__Belge Metni__.
☆ ☆ ☆
Port Royale 4, oldukça farklı bir kullanıcı ara yüzü ile geliyor
Port Royale 4 oyununu ilk açtığımız zaman karşımıza oldukça detaylı ve başarılı diyebileceğimiz bir öğretici bölüm çıkıyor. Bu bölüm aracılığı ile hem oyunun temellerini öğreniyoruz, hem de kritik ipuçları alıyoruz. Eğer bu öğretici bölümde sunulan her şeyi anladıysanız, ana oyuna geçtiğiniz zaman minimum seviyede problem yaşıyorsunuz. Yalnız, bu bölümler sırasında öncelikle oyunun kullanıcı ara yüzü olumsuz bir şekilde dikkat çekiyor. Ben bu oyunu konsolda deneyimledim ve ara yüz kontrolleri ile tasarımları gerçekten bana çok farklı ve başarısız geldi. Bu yüzden onlara alışana kadar pek zevk alamadım oyundan.
Buna karşılık Port Royale 4, temel oynanışı kolaylaştırabilecek ipuçlarını içerisinde bulunduruyor. Mesela, şehre dışarıdan hangi ürünleri almanız gerektiği veya neleri satmanız gerektiği çok güzel bir şekilde gösteriliyor. Bu sayede de kendinizi çok angarya işlerle uğraşmaktan kurtarmış oluyorsunuz. Ayrıca bu ticaret taraflarında bolca zaman geçirmeniz gerekiyor; alımlardan olabildiğince az zarar elde etmeye çalışırken, satışlardan da maksimum kazanç elde etmeniz gerekiyor. Bu yüzden de arz ve talep oranlarını her zaman için göz önünde bulundurmanız lazım.
☆ ☆ ☆
__Kayıt Listesi__.
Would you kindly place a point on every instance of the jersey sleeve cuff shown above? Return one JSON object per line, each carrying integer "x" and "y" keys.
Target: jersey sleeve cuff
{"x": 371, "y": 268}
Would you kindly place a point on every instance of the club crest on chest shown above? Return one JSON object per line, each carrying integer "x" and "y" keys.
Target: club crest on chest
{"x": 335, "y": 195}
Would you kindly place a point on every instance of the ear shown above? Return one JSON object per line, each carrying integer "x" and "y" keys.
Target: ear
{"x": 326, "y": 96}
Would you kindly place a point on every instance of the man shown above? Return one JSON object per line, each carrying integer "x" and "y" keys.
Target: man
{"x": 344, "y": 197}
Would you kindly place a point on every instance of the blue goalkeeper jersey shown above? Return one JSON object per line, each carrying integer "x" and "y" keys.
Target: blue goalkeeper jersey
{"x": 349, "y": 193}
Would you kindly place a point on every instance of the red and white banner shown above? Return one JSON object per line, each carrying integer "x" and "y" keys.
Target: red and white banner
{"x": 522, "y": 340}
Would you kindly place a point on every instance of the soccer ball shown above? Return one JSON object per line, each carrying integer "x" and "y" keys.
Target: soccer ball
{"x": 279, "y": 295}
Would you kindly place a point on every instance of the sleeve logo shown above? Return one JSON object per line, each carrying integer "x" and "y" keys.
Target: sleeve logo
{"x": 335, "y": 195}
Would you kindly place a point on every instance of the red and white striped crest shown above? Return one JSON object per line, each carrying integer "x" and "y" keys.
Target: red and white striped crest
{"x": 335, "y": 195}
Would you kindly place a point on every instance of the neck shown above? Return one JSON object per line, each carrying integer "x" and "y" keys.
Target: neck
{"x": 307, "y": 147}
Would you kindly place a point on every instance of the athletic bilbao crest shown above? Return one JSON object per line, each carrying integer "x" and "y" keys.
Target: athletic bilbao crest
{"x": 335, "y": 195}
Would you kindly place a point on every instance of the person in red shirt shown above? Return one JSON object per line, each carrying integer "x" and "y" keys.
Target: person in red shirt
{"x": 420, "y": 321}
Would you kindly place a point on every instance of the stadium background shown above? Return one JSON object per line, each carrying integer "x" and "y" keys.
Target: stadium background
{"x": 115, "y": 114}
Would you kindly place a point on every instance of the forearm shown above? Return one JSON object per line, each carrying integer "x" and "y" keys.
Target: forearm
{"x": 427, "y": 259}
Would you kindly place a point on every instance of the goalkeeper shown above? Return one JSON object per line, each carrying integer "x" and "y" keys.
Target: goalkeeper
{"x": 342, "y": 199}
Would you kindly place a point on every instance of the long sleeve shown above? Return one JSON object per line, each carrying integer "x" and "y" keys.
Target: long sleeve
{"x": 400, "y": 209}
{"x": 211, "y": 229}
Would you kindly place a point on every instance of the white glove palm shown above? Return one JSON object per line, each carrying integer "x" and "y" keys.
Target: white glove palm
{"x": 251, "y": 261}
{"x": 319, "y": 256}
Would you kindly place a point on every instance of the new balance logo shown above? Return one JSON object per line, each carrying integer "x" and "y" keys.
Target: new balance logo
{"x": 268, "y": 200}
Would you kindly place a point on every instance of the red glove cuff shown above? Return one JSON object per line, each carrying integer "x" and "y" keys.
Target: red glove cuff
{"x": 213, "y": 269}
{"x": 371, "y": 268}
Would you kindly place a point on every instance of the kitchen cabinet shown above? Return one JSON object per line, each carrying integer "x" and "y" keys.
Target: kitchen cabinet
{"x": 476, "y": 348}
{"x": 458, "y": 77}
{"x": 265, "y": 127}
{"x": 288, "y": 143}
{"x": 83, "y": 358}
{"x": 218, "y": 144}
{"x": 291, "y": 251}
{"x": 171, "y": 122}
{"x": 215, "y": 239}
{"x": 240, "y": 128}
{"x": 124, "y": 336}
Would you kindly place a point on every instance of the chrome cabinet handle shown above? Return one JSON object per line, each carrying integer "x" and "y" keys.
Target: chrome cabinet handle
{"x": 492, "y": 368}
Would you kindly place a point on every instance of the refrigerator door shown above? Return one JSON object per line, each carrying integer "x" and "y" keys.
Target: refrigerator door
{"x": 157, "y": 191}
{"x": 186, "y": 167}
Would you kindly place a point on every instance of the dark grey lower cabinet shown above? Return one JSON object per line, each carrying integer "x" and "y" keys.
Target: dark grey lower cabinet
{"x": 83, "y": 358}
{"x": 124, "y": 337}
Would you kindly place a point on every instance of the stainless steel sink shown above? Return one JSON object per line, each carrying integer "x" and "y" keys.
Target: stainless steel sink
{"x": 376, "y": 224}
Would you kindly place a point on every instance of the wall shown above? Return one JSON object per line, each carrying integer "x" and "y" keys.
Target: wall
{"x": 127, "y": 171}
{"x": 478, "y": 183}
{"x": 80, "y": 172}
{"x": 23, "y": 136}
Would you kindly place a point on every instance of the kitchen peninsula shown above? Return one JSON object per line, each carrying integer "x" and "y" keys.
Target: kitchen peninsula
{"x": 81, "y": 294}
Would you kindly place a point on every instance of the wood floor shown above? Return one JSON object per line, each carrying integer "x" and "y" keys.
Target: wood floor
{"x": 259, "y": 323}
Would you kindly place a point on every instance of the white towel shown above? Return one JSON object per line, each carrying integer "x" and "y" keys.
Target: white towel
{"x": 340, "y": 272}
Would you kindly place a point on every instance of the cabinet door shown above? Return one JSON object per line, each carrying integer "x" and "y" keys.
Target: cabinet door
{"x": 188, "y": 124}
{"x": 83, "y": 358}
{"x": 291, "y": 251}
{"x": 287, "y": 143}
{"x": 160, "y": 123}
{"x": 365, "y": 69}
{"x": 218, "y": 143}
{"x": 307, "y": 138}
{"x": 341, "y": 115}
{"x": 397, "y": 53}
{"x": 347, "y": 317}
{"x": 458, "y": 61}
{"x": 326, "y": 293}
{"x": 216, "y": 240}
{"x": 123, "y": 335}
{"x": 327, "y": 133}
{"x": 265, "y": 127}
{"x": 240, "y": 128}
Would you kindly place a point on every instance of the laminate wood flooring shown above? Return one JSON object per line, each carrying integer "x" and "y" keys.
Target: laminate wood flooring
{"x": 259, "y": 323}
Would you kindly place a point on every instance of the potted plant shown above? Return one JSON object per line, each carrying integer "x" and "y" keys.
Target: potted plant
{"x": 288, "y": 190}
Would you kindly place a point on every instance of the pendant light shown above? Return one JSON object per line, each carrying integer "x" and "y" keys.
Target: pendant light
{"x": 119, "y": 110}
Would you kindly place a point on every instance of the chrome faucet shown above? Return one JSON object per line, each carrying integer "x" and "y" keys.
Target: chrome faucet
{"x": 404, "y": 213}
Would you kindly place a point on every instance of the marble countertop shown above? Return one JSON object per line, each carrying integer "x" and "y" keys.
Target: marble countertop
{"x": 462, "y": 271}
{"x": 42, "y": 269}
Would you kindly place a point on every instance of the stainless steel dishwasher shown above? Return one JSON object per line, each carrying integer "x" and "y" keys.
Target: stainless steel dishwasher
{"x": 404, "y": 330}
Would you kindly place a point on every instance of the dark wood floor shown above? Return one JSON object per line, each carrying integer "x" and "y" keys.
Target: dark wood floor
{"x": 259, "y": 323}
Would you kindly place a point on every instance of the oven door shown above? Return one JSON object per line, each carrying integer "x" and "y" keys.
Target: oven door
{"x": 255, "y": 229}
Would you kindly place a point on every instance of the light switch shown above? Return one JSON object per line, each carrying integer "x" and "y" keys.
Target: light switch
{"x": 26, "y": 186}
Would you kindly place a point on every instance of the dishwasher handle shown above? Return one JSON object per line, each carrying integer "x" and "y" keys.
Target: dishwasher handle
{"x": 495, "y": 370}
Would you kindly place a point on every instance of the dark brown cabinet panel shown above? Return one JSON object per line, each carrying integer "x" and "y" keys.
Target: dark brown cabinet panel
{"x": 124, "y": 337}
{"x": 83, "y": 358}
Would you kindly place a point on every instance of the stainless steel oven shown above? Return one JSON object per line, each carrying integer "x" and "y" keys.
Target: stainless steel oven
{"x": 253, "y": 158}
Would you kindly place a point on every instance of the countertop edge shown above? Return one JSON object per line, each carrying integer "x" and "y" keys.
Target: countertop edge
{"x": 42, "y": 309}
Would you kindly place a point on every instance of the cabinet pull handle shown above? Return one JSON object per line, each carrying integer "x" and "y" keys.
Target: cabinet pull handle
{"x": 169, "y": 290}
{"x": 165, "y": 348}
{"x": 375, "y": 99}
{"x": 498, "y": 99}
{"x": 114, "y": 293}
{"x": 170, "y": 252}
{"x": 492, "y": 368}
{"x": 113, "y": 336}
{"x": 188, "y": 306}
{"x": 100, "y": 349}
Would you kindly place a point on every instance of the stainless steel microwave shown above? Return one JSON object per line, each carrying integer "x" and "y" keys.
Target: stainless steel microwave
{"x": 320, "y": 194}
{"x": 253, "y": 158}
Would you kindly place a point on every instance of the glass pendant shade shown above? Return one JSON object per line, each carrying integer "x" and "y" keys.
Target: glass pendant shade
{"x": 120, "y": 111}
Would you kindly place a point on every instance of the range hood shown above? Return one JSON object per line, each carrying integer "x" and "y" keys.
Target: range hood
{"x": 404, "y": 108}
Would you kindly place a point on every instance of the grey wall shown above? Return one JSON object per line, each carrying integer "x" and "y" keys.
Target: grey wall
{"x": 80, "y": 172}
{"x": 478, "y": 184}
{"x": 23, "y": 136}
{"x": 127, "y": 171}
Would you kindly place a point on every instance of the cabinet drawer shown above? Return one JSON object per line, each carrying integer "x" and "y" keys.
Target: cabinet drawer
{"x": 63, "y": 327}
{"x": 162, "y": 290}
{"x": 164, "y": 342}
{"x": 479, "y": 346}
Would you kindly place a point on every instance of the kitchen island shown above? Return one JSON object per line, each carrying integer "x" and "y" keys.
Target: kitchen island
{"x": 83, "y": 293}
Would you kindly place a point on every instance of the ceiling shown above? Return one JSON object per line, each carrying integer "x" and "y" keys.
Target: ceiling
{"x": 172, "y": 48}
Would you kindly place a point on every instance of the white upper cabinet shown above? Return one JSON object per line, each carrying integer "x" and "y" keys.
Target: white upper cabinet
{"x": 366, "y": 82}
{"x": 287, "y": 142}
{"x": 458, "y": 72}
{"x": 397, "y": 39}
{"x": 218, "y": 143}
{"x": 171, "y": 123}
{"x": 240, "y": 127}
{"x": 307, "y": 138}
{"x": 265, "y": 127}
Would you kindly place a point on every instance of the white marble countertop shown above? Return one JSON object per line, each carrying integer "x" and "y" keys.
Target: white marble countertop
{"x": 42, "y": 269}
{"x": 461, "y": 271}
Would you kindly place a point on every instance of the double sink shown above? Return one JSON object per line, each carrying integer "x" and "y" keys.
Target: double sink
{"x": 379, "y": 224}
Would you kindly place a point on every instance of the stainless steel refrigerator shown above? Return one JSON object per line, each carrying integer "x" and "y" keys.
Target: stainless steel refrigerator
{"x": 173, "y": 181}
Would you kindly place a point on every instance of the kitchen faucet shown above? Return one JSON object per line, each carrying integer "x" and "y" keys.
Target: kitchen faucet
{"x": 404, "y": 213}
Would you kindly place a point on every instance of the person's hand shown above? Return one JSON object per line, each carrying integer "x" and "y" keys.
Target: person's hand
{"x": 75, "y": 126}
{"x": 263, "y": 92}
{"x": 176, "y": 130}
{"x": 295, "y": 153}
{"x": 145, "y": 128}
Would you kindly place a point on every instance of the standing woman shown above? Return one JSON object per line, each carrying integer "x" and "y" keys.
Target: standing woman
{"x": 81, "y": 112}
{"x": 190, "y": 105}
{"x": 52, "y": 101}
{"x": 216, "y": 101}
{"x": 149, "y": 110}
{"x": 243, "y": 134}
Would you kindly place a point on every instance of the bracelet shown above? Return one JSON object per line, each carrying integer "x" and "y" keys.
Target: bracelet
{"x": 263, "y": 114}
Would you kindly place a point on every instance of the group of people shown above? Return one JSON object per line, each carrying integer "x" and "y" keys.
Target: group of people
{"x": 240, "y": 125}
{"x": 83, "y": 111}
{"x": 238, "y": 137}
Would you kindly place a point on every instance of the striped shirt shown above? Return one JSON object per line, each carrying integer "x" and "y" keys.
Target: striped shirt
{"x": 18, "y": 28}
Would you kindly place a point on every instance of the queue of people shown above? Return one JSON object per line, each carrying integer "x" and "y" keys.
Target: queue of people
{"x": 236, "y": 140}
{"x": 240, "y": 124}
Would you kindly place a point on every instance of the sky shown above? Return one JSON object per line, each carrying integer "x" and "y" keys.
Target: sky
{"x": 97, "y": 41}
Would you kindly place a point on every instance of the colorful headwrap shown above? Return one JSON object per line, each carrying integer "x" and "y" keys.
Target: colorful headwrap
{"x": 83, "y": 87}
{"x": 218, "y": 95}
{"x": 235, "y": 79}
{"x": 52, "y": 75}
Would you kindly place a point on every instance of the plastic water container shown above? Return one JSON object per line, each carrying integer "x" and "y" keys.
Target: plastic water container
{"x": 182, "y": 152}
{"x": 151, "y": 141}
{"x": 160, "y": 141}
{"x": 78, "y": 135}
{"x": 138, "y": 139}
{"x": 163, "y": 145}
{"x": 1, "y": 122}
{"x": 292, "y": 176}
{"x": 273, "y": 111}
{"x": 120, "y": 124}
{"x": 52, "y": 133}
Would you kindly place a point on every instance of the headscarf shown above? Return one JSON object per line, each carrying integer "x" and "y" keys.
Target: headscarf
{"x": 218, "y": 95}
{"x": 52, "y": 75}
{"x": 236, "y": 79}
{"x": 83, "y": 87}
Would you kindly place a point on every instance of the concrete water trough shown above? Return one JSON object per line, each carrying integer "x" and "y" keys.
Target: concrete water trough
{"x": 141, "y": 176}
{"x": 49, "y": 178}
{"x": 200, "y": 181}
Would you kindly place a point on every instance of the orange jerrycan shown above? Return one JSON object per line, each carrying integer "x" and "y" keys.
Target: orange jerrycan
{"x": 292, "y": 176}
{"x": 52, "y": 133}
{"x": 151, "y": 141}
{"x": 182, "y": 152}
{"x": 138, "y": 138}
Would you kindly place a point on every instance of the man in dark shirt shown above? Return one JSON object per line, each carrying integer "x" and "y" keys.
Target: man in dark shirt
☆ ☆ ☆
__Hedefler__.
1. Port Royale 4 yazısına göre yazar oyunu hangi platformda deneyimlemiş?
2. Lütfen kayıtlarda "chrome" kelimesini içeren her satırı kopyalayıp bir araya topla. Büyük-küçük harf ayrımı dikkate alınmalı.

__Görev Görev Yanıtlar__.
1. Konsolda.

2.
Would you kindly place a point on every instance of the chrome cabinet handle shown above? Return one JSON object per line, each carrying integer "x" and "y" keys.
Target: chrome cabinet handle
Would you kindly place a point on every instance of the chrome faucet shown above? Return one JSON object per line, each carrying integer "x" and "y" keys.
Target: chrome faucet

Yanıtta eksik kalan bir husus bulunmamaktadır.